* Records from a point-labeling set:
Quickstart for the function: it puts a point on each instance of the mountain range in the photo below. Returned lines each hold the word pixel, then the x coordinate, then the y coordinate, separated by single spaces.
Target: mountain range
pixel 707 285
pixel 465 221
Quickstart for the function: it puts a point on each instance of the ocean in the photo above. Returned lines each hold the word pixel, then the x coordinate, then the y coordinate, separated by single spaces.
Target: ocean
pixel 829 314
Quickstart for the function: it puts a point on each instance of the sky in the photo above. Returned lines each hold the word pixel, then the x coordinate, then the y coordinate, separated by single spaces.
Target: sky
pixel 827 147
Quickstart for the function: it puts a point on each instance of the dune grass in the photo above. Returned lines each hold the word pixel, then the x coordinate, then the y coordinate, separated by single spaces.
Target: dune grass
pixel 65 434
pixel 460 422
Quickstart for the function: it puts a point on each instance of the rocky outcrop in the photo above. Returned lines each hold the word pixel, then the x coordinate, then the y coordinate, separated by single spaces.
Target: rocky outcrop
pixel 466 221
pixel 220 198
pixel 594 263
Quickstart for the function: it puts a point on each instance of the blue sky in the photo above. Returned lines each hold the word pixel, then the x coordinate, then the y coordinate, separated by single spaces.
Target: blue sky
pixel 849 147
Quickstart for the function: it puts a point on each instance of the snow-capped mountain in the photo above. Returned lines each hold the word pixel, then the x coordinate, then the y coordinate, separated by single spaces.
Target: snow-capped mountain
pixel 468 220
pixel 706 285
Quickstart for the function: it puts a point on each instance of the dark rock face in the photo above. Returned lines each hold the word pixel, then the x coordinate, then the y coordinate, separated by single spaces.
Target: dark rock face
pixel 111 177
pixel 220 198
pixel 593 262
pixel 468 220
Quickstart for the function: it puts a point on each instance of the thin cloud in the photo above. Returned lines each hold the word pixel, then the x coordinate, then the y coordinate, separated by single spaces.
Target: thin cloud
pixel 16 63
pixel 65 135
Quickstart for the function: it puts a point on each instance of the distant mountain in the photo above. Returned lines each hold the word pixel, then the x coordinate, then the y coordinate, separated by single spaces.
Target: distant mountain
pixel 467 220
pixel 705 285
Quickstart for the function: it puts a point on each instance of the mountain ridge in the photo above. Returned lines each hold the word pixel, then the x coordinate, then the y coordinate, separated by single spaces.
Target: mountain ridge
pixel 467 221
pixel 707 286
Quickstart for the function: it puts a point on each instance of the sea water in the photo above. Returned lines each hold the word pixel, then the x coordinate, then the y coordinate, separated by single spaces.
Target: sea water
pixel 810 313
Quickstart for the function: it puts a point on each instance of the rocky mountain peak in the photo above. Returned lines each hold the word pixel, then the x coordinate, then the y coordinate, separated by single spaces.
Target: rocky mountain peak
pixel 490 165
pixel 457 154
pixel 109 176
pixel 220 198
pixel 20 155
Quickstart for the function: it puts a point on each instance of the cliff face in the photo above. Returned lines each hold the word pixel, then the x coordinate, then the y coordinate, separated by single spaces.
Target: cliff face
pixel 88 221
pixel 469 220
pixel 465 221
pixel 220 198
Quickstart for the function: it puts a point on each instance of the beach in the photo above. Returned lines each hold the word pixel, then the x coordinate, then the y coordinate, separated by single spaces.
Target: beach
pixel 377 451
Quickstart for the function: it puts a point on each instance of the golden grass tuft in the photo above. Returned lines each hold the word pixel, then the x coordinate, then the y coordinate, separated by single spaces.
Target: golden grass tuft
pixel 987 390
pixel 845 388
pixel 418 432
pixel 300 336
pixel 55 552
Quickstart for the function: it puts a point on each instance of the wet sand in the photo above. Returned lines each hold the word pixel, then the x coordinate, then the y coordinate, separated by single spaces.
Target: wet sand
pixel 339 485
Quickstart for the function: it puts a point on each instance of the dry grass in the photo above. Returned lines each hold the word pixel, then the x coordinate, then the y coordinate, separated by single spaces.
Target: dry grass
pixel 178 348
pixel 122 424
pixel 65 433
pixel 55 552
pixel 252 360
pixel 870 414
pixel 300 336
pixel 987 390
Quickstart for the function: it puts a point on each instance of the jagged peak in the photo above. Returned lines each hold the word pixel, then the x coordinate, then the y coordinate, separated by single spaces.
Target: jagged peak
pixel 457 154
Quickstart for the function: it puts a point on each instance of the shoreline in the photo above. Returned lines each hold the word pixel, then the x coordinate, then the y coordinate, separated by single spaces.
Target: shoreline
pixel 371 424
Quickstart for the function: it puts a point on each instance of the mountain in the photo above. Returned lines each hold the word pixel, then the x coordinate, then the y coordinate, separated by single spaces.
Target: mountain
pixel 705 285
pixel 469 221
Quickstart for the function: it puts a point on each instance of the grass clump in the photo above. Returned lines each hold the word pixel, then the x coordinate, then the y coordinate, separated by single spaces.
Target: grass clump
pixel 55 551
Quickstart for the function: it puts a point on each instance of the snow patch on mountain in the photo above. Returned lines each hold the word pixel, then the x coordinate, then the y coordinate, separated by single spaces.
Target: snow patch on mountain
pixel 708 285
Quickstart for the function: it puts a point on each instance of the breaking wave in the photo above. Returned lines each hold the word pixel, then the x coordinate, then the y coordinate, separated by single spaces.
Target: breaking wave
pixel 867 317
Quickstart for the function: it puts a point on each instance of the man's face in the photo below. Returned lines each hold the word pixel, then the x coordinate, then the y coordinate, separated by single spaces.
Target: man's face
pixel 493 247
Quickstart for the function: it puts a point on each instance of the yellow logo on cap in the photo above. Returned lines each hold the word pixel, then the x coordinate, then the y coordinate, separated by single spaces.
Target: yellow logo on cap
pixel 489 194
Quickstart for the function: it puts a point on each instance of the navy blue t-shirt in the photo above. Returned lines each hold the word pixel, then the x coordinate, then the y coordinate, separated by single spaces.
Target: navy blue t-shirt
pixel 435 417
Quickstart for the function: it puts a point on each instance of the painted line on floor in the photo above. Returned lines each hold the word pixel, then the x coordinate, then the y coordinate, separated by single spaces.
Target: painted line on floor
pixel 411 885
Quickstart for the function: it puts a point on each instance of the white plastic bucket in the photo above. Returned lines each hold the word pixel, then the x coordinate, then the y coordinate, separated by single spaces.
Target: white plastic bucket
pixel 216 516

* Challenge: Render the lines above as a numbered list, omitting any blank lines.

* Answer to this exercise:
1. Quickstart for the function: it puts a point on each instance of the mountain range in the photo below. Returned lines each hold the word pixel, then the x coordinate, then the y coordinate, separated by single spaces.
2. Target: mountain range
3. pixel 707 285
4. pixel 465 221
5. Quickstart for the function: it puts a point on each instance of the ocean in the photo above. Returned lines each hold the word pixel, then the x coordinate, then the y coordinate, separated by single spaces.
6. Target: ocean
7. pixel 829 314
8. Quickstart for the function: it puts a point on each instance of the sky in the photo above. Returned lines each hold the word pixel, then the x coordinate, then the y coordinate, separated by single spaces.
9. Target: sky
10. pixel 827 147
11. Quickstart for the function: it puts a point on each instance of the dune grass in the photo above. Returned lines each hold the word pixel, then the x coordinate, then the y coordinate, separated by single spaces.
12. Target: dune grass
13. pixel 65 434
14. pixel 460 422
15. Quickstart for the function: it puts a point on each instance of the rocky outcrop in the photo above. Returned lines each hold the word pixel, then the x coordinate, then the y coordinate, separated by single spaces.
16. Target: rocky outcrop
17. pixel 466 221
18. pixel 220 198
19. pixel 594 263
20. Quickstart for the function: it puts a point on each instance of the blue sky in the photo above. Returned lines each hold the word pixel, then the x coordinate, then the y coordinate, separated by single spaces.
21. Target: blue sky
22. pixel 849 147
23. Quickstart for the function: it puts a point on each instance of the snow-capped mountain in the photo above. Returned lines each hold the word pixel, then the x coordinate, then the y coordinate, separated by single spaces.
24. Target: snow-capped mountain
25. pixel 468 220
26. pixel 706 285
27. Quickstart for the function: it puts a point on each instance of the dark rock face in the photo above. Returned lines each hold the word pixel, then the x coordinate, then the y coordinate, separated by single spaces.
28. Target: dark rock face
29. pixel 111 177
30. pixel 220 198
31. pixel 593 262
32. pixel 468 220
33. Quickstart for the function: it puts a point on each instance of the thin cloud in the photo above. Returned lines each hold the word pixel, then the x coordinate, then the y coordinate, separated by single spaces.
34. Target: thin cloud
35. pixel 16 63
36. pixel 65 135
37. Quickstart for the function: it puts a point on each instance of the distant mountain in the photo above. Returned lines each hold the word pixel, then the x coordinate, then the y coordinate, separated by single spaces.
38. Target: distant mountain
39. pixel 467 220
40. pixel 705 285
41. Quickstart for the function: it puts a point on each instance of the mountain ridge in the photo above. Returned lines each hold the word pixel, then the x coordinate, then the y coordinate, separated by single spaces.
42. Target: mountain ridge
43. pixel 467 221
44. pixel 707 286
45. Quickstart for the function: it puts a point on each instance of the sea water in the photo above. Returned lines each hold the word pixel, then the x coordinate, then the y coordinate, separated by single spaces.
46. Target: sea water
47. pixel 810 313
48. Quickstart for the function: it puts a point on each instance of the rocky mountain peak in the photo above. Returned lines each hold the word pixel, then the x coordinate, then the y coordinate, separated by single spaces.
49. Target: rocky mountain peak
50. pixel 490 165
51. pixel 457 154
52. pixel 109 176
53. pixel 220 198
54. pixel 20 155
55. Quickstart for the function: it puts a point on each instance of the cliff face in the photo above. Returned lines each hold the word pixel, then the x coordinate, then the y coordinate, separated by single spaces.
56. Target: cliff face
57. pixel 88 221
58. pixel 469 220
59. pixel 465 221
60. pixel 220 198
61. Quickstart for the function: it puts a point on each instance of the beach in the photo above. Returned lines each hold the word pixel, then the x coordinate, then the y coordinate, separated by single spaces.
62. Target: beach
63. pixel 377 451
64. Quickstart for the function: it puts a point on each instance of the golden grass tuft in the photo above. Returned lines each hold the word pixel, then the x coordinate, then the y coordinate, separated by single spaces.
65. Target: golden grass tuft
66. pixel 987 390
67. pixel 845 388
68. pixel 418 432
69. pixel 300 336
70. pixel 55 552
71. Quickstart for the function: it puts a point on each instance of the wet sand in the photo above. Returned lines each hold the word pixel, then the x coordinate, then the y coordinate, separated by single spaces.
72. Target: wet sand
73. pixel 339 485
74. Quickstart for the function: it puts a point on each instance of the dry grass in the photo above. Returned lines each hold the word pixel, then the x coordinate, then the y coordinate, separated by single spaces.
75. Target: dry grass
76. pixel 178 348
77. pixel 122 424
78. pixel 65 433
79. pixel 55 552
80. pixel 252 360
81. pixel 870 414
82. pixel 300 336
83. pixel 987 390
84. Quickstart for the function: it puts a point on each instance of the jagged peak in the photo above. Returned lines each hold the word pixel, then the x coordinate, then the y coordinate, separated by single spaces.
85. Target: jagged peak
86. pixel 457 154
87. Quickstart for the function: it puts a point on each instance of the shoreline in the photo above. Returned lines each hold the word pixel, then the x coordinate, then the y coordinate, separated by single spaces.
88. Target: shoreline
89. pixel 371 424
90. Quickstart for the function: it puts a point on each instance of the mountain in the photo above. Returned lines each hold the word pixel, then the x coordinate, then the y coordinate, separated by single spaces.
91. Target: mountain
92. pixel 705 285
93. pixel 469 221
94. Quickstart for the function: it puts a point on each instance of the grass clump in the photo above. Returned lines each hold the word pixel, then the x coordinate, then the y coordinate, separated by single spaces.
95. Target: grass clump
96. pixel 55 551
97. Quickstart for the function: it puts a point on each instance of the snow patch on mountain in the photo above. Returned lines each hold the word pixel, then the x coordinate, then the y coordinate, separated by single spaces.
98. Target: snow patch on mountain
99. pixel 708 285
100. Quickstart for the function: it puts a point on each instance of the breaking wave in the photo above. Returned lines each hold the word pixel, then the x coordinate, then the y coordinate, separated by single spaces.
101. Target: breaking wave
102. pixel 867 317
103. Quickstart for the function: it puts a point on each instance of the man's face in the photo below. Returned lines each hold the word pixel, then the x coordinate, then the y coordinate, separated by single spaces.
104. Target: man's face
105. pixel 493 247
106. Quickstart for the function: it puts a point on each instance of the yellow logo on cap in the photo above. Returned lines each hold the word pixel, then the x coordinate, then the y coordinate, separated by single spaces.
107. Target: yellow logo on cap
108. pixel 489 194
109. Quickstart for the function: it puts a point on each instance of the navy blue t-shirt in the photo above. Returned lines each hold the word pixel, then the x coordinate, then the y coordinate, separated by single spaces.
110. Target: navy blue t-shirt
111. pixel 435 417
112. Quickstart for the function: it puts a point on each instance of the painted line on floor in the photo above. Returned lines each hold the word pixel, then the x coordinate, then the y coordinate, separated by single spaces.
113. Target: painted line on floor
114. pixel 411 885
115. Quickstart for the function: it puts a point on each instance of the white plastic bucket in the photo above. Returned lines each hold the word pixel, then the x coordinate, then the y coordinate, separated by single spaces.
116. Target: white plastic bucket
117. pixel 216 516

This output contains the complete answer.